Source records:
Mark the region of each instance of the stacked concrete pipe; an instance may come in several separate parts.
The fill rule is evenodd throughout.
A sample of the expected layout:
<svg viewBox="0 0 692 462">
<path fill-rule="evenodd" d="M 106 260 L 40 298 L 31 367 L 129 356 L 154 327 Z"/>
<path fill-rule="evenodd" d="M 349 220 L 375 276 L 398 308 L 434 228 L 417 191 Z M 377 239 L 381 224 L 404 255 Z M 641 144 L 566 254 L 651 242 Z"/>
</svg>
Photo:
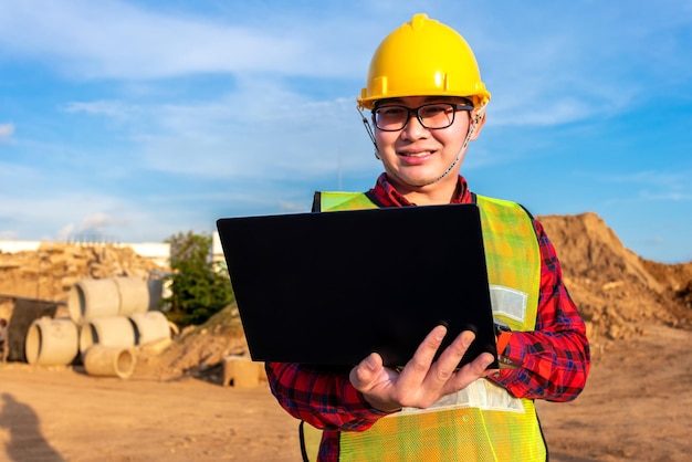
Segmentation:
<svg viewBox="0 0 692 462">
<path fill-rule="evenodd" d="M 67 365 L 81 356 L 87 374 L 128 377 L 133 347 L 171 337 L 166 316 L 148 311 L 149 292 L 149 283 L 138 277 L 78 281 L 69 296 L 70 318 L 36 319 L 31 326 L 28 360 Z"/>
</svg>

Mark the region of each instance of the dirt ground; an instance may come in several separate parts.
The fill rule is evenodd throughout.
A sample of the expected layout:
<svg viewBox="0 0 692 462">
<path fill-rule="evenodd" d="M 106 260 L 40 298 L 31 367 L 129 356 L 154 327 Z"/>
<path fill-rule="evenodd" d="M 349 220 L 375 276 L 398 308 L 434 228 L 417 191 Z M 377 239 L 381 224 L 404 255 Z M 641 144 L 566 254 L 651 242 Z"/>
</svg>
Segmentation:
<svg viewBox="0 0 692 462">
<path fill-rule="evenodd" d="M 542 222 L 593 353 L 576 401 L 537 403 L 551 460 L 690 460 L 692 262 L 640 259 L 594 213 Z M 78 279 L 146 275 L 149 264 L 98 246 L 0 252 L 0 317 L 12 313 L 8 295 L 64 301 Z M 138 355 L 126 380 L 81 366 L 0 365 L 0 461 L 300 461 L 297 422 L 265 382 L 221 386 L 223 358 L 244 349 L 229 306 Z"/>
<path fill-rule="evenodd" d="M 686 461 L 692 333 L 647 326 L 617 342 L 570 403 L 539 402 L 553 461 Z M 0 366 L 0 460 L 300 461 L 296 421 L 266 385 L 95 378 Z"/>
</svg>

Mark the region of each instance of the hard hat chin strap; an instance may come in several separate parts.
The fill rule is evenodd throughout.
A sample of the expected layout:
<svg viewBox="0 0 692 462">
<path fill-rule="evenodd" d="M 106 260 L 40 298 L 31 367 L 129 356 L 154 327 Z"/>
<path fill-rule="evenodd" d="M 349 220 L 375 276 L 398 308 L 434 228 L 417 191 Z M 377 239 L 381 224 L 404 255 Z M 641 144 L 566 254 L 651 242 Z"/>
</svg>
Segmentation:
<svg viewBox="0 0 692 462">
<path fill-rule="evenodd" d="M 360 114 L 360 118 L 363 119 L 363 125 L 365 126 L 365 130 L 368 133 L 368 136 L 370 137 L 370 140 L 373 141 L 373 145 L 375 146 L 375 157 L 379 160 L 379 149 L 377 148 L 377 141 L 375 140 L 375 133 L 373 133 L 373 127 L 370 126 L 370 123 L 363 114 L 363 111 L 360 109 L 359 105 L 356 106 L 356 109 L 358 109 L 358 113 Z M 452 160 L 449 167 L 444 169 L 444 172 L 442 172 L 442 175 L 440 175 L 437 179 L 430 182 L 427 182 L 424 185 L 421 185 L 421 186 L 436 183 L 440 181 L 442 178 L 447 177 L 449 172 L 454 169 L 457 164 L 459 164 L 459 161 L 463 157 L 463 154 L 465 153 L 466 147 L 469 146 L 469 141 L 471 141 L 471 137 L 475 133 L 481 119 L 483 118 L 484 111 L 485 108 L 483 106 L 481 106 L 478 111 L 475 111 L 475 114 L 473 115 L 473 119 L 471 120 L 471 126 L 469 127 L 469 133 L 466 133 L 466 138 L 464 139 L 463 145 L 461 145 L 461 149 L 459 149 L 459 153 L 454 157 L 454 160 Z"/>
<path fill-rule="evenodd" d="M 375 134 L 373 133 L 373 127 L 370 127 L 370 123 L 363 114 L 363 109 L 360 108 L 360 105 L 356 106 L 356 109 L 358 109 L 358 114 L 360 114 L 360 118 L 363 119 L 363 125 L 365 126 L 365 130 L 368 133 L 368 136 L 370 137 L 370 140 L 373 141 L 373 145 L 375 146 L 375 157 L 379 160 L 379 149 L 377 148 L 377 141 L 375 140 Z"/>
<path fill-rule="evenodd" d="M 454 157 L 454 160 L 452 160 L 452 162 L 449 165 L 449 167 L 447 167 L 444 169 L 444 171 L 442 172 L 442 175 L 440 175 L 437 179 L 427 182 L 422 186 L 428 186 L 428 185 L 432 185 L 436 183 L 438 181 L 440 181 L 442 178 L 447 177 L 450 171 L 452 171 L 454 169 L 454 167 L 457 166 L 457 164 L 459 164 L 459 161 L 461 160 L 461 158 L 463 157 L 464 153 L 466 151 L 466 148 L 469 146 L 469 141 L 471 141 L 471 137 L 473 136 L 473 134 L 475 133 L 479 123 L 481 122 L 481 119 L 483 118 L 483 107 L 481 107 L 474 115 L 473 115 L 473 119 L 471 122 L 471 126 L 469 127 L 469 133 L 466 133 L 466 138 L 464 139 L 463 145 L 461 145 L 461 149 L 459 149 L 459 153 L 457 153 L 457 156 Z"/>
</svg>

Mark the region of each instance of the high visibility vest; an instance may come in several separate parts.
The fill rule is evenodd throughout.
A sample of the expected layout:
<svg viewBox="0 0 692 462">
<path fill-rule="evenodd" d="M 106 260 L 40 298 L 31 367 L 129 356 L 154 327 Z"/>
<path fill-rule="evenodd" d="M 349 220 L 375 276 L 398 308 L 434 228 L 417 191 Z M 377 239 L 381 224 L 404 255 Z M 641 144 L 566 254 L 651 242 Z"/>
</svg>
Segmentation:
<svg viewBox="0 0 692 462">
<path fill-rule="evenodd" d="M 359 192 L 318 192 L 315 211 L 374 209 Z M 475 195 L 481 211 L 493 316 L 534 330 L 541 256 L 531 216 L 517 203 Z M 302 426 L 308 431 L 311 426 Z M 313 439 L 314 441 L 314 439 Z M 361 432 L 339 432 L 342 461 L 545 461 L 533 400 L 478 379 L 428 409 L 405 408 Z M 316 448 L 303 448 L 310 455 Z"/>
</svg>

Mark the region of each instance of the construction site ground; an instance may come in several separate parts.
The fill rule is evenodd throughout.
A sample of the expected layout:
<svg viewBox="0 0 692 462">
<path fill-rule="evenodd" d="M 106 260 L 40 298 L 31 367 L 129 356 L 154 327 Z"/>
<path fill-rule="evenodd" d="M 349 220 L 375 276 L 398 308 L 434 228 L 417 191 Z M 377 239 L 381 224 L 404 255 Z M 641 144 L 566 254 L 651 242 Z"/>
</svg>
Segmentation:
<svg viewBox="0 0 692 462">
<path fill-rule="evenodd" d="M 689 460 L 692 263 L 640 259 L 593 213 L 542 221 L 587 323 L 594 359 L 577 400 L 537 402 L 551 460 Z M 65 253 L 0 254 L 0 293 L 39 292 L 31 277 L 44 272 L 30 271 L 31 259 L 45 269 Z M 97 276 L 133 274 L 122 255 L 113 266 L 105 252 L 93 253 L 101 255 Z M 90 269 L 90 259 L 64 267 Z M 53 267 L 46 280 L 56 297 L 69 281 L 90 275 L 57 273 Z M 0 303 L 0 315 L 8 309 Z M 243 340 L 231 306 L 182 329 L 166 349 L 140 351 L 128 379 L 88 376 L 78 365 L 0 365 L 0 460 L 298 461 L 297 422 L 266 382 L 222 386 L 222 360 L 243 353 Z"/>
</svg>

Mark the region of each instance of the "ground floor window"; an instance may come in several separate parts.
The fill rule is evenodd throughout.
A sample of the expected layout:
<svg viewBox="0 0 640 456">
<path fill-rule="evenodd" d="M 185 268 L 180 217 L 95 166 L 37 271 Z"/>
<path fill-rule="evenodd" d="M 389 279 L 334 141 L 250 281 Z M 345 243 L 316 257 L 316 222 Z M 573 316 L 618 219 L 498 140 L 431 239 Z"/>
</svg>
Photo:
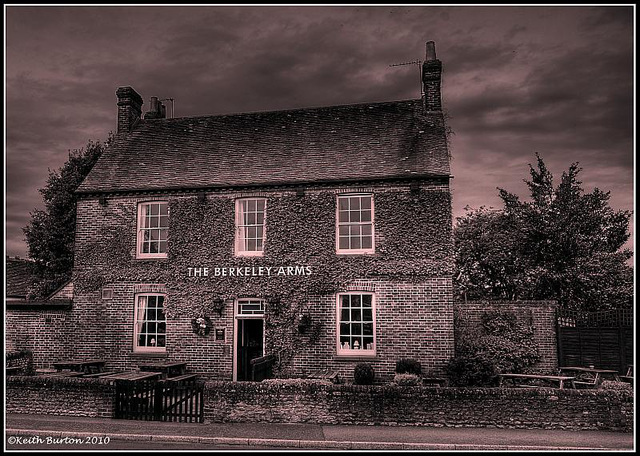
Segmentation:
<svg viewBox="0 0 640 456">
<path fill-rule="evenodd" d="M 337 305 L 337 354 L 373 356 L 376 349 L 372 293 L 340 293 Z"/>
<path fill-rule="evenodd" d="M 134 328 L 134 351 L 166 350 L 167 320 L 164 315 L 164 295 L 137 295 Z"/>
</svg>

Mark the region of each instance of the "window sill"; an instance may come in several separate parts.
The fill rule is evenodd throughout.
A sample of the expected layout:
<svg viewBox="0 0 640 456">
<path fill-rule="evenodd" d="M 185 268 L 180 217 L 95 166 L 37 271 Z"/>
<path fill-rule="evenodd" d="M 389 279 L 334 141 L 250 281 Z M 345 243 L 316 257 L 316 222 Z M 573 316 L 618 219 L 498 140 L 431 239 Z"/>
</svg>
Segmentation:
<svg viewBox="0 0 640 456">
<path fill-rule="evenodd" d="M 167 358 L 167 352 L 133 352 L 132 358 Z"/>
<path fill-rule="evenodd" d="M 378 355 L 333 355 L 334 361 L 378 361 Z"/>
<path fill-rule="evenodd" d="M 353 256 L 353 255 L 375 255 L 376 252 L 366 251 L 366 250 L 355 250 L 353 252 L 349 252 L 346 250 L 336 251 L 336 255 L 338 256 Z"/>
</svg>

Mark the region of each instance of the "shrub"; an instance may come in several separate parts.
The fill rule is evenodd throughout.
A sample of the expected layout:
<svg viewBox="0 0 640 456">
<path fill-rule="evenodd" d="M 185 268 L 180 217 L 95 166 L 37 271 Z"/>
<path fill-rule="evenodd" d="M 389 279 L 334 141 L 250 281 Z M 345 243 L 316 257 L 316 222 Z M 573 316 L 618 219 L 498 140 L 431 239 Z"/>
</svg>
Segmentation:
<svg viewBox="0 0 640 456">
<path fill-rule="evenodd" d="M 456 315 L 456 353 L 493 362 L 498 372 L 522 373 L 540 361 L 533 326 L 526 316 L 511 311 L 486 310 L 480 324 Z"/>
<path fill-rule="evenodd" d="M 403 358 L 396 362 L 396 374 L 422 375 L 422 365 L 413 358 Z"/>
<path fill-rule="evenodd" d="M 600 389 L 618 390 L 618 391 L 633 391 L 633 385 L 625 382 L 616 382 L 613 380 L 603 380 L 600 383 Z"/>
<path fill-rule="evenodd" d="M 421 383 L 420 377 L 416 374 L 396 374 L 393 382 L 400 386 L 417 386 Z"/>
<path fill-rule="evenodd" d="M 353 383 L 356 385 L 373 385 L 375 373 L 369 363 L 358 363 L 353 369 Z"/>
<path fill-rule="evenodd" d="M 487 356 L 456 356 L 446 369 L 454 386 L 496 386 L 498 383 L 496 364 Z"/>
</svg>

Exercise brief: Pull out every line of the rows above that contains the string "separate". Case counts.

Correct answer:
Mark the region of each instance of the stacked concrete pipe; an instance may come in several separate parts.
Mark the region of each instance of the dirt ground; an instance may come in several separate parts.
Mark the region of each instance of the hard hat chin strap; an instance may come in several separate parts.
Mark the region of each instance of the high visibility vest; an instance may come in several separate parts.
Mark the region of each instance of the construction site ground; an instance may come in several separate parts.
Mark the region of each instance of the "ground floor window"; an instance may come in several separate parts.
Mark the region of each instance of the "window sill"; an instance may come in several separate parts.
Mark the region of each instance of the "shrub"; an instance may come in several separate parts.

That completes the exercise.